▶ [Task brief] Reproduce only the lines that run from the line with "Task: where can the white chalk heart" to the last line of the material, both ends included, exactly as they appear.

▶ [Data lines]

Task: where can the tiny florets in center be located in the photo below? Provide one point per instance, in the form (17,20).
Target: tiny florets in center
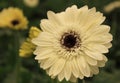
(15,22)
(70,40)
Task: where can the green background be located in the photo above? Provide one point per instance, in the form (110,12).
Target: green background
(14,69)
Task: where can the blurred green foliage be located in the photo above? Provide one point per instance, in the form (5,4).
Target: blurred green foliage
(29,70)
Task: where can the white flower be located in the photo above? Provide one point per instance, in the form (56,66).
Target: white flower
(72,43)
(31,3)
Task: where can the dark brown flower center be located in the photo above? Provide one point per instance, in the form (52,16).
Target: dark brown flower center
(70,40)
(15,22)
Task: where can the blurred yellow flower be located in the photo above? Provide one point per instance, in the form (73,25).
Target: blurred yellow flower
(13,18)
(72,43)
(28,47)
(31,3)
(110,7)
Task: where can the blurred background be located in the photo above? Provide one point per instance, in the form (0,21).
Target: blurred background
(27,70)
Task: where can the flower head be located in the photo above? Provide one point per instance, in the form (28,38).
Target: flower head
(13,18)
(28,47)
(110,7)
(31,3)
(72,43)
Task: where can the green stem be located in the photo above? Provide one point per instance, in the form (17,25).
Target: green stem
(18,61)
(114,25)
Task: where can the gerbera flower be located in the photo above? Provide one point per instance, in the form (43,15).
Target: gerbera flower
(13,18)
(31,3)
(72,43)
(111,6)
(28,47)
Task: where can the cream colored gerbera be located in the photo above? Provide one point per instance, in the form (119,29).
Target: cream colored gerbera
(13,18)
(31,3)
(72,43)
(111,6)
(28,47)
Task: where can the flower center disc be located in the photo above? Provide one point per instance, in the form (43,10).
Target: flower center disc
(15,22)
(69,41)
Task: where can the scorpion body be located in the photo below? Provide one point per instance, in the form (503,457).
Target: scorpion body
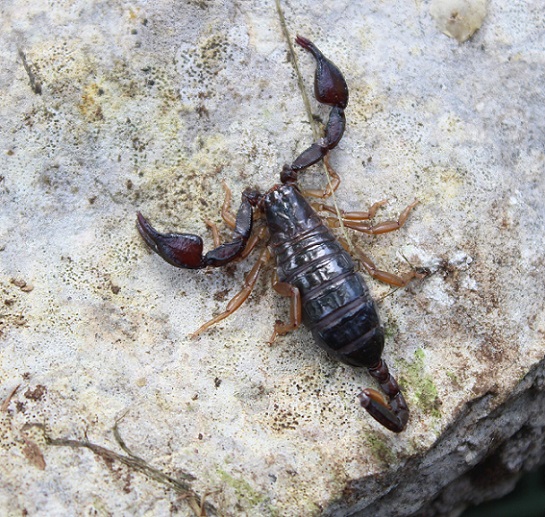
(337,307)
(312,267)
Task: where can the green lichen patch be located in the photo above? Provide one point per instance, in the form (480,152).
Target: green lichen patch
(242,488)
(419,385)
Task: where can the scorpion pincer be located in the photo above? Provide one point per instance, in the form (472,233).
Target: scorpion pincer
(313,267)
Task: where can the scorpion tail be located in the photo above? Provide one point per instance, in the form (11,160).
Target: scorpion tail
(393,414)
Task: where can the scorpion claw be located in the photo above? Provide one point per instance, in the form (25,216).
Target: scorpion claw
(329,84)
(179,249)
(185,249)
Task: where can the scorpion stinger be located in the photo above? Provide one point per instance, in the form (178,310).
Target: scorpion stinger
(329,88)
(393,414)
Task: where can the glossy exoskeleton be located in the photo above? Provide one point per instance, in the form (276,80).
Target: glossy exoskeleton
(313,267)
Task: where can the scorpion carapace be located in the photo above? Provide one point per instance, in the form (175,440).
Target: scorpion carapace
(313,267)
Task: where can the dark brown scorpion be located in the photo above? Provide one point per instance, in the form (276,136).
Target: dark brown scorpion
(312,266)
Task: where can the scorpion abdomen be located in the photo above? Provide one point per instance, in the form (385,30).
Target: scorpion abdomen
(336,304)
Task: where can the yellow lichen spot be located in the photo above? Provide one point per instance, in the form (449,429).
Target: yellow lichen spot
(458,19)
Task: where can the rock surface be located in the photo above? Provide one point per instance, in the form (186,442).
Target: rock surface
(111,107)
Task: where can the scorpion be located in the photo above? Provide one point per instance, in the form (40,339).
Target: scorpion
(313,267)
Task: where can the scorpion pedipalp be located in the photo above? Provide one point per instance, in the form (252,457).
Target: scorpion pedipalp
(184,250)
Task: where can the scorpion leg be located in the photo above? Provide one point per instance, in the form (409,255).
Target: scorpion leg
(348,216)
(296,309)
(329,88)
(185,250)
(241,296)
(392,414)
(384,276)
(383,227)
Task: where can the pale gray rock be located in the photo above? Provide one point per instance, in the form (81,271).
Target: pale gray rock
(112,107)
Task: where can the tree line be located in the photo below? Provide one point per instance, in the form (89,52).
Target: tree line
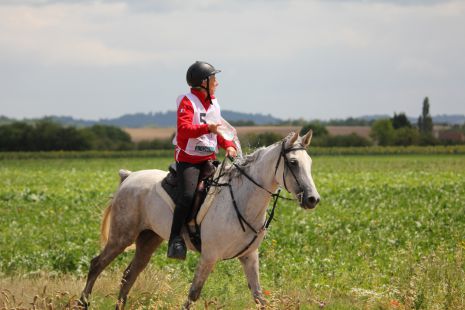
(48,135)
(398,130)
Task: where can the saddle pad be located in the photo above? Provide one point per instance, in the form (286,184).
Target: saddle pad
(203,209)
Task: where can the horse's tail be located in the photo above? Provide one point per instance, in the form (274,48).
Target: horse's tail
(105,228)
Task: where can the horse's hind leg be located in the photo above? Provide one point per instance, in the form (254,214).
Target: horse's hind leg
(98,264)
(204,268)
(146,243)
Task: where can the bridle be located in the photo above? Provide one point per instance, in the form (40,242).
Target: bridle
(242,221)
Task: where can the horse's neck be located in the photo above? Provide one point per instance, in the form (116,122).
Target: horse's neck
(253,199)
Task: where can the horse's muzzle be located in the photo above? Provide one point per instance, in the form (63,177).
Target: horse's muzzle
(309,202)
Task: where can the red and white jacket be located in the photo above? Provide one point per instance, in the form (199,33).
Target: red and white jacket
(194,142)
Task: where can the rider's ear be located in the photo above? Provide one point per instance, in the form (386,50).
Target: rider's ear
(307,138)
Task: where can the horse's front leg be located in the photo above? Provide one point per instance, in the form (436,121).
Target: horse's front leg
(204,268)
(250,264)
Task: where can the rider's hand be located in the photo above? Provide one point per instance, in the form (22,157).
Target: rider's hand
(231,152)
(213,128)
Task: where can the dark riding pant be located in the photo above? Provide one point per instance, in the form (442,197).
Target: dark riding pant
(187,179)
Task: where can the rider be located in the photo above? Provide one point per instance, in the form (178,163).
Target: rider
(197,138)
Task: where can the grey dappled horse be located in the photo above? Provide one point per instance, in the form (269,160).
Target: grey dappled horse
(138,214)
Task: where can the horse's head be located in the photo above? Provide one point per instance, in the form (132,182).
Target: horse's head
(293,170)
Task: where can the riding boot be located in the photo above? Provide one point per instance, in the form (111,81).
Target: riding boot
(176,245)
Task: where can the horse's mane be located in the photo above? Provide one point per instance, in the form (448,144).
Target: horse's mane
(246,161)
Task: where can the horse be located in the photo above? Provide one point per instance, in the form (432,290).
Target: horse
(137,214)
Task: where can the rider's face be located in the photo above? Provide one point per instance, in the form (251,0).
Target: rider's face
(213,84)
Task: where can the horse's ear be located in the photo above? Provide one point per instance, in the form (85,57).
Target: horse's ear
(307,138)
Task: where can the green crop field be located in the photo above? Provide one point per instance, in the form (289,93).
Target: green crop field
(389,233)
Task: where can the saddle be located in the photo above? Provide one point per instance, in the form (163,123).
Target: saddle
(169,184)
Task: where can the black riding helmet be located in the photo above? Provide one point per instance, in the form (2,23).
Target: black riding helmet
(198,72)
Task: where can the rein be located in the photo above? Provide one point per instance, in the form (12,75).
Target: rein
(275,195)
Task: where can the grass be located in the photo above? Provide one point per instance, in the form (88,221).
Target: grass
(388,234)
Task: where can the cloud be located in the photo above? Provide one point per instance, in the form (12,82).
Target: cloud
(302,54)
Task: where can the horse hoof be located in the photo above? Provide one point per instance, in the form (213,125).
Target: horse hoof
(187,305)
(82,303)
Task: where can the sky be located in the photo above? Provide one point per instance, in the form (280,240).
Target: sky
(310,59)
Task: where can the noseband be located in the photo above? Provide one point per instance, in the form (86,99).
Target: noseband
(283,154)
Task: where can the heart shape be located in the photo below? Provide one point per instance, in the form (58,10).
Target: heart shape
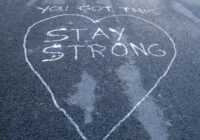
(99,33)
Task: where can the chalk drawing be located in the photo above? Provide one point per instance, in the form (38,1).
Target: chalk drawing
(96,22)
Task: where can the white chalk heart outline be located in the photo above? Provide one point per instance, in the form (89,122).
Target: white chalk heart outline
(97,21)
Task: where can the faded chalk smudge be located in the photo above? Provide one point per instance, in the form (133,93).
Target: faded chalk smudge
(148,112)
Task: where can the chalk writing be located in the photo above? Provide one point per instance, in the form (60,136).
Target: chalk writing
(152,49)
(98,48)
(95,9)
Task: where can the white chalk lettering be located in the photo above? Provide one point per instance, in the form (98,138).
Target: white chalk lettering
(43,9)
(52,34)
(56,8)
(75,50)
(55,55)
(163,53)
(84,8)
(78,33)
(142,49)
(124,8)
(103,48)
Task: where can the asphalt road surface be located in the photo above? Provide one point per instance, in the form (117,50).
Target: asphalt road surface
(100,70)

▶ [Output for this task]
Task: where can the white chalk heart outline be located in the photo above? Provide one point per instance, in the form (89,122).
Target: white chalk heart outline
(97,21)
Task: where can the faded chalk smudge be located in the photo above? Provide one point per instance, in the form (133,93).
Target: faded chalk smudge
(148,112)
Task: where can the chalk writing be located in the photo above? Provide one point per instance, in the form (60,136).
Target: chalk writing
(152,49)
(98,48)
(95,9)
Task: where can the white chalk lettering be located in the photo above? Provide one point per instance, in the form (98,138).
Target: white chalk lettering
(43,9)
(52,34)
(56,8)
(75,50)
(55,55)
(163,53)
(84,8)
(78,33)
(142,49)
(124,8)
(103,48)
Task: where can the asphalt road surface be located in the photo above? Provide one point per instance, in the form (117,50).
Target: asphalt road surface
(100,70)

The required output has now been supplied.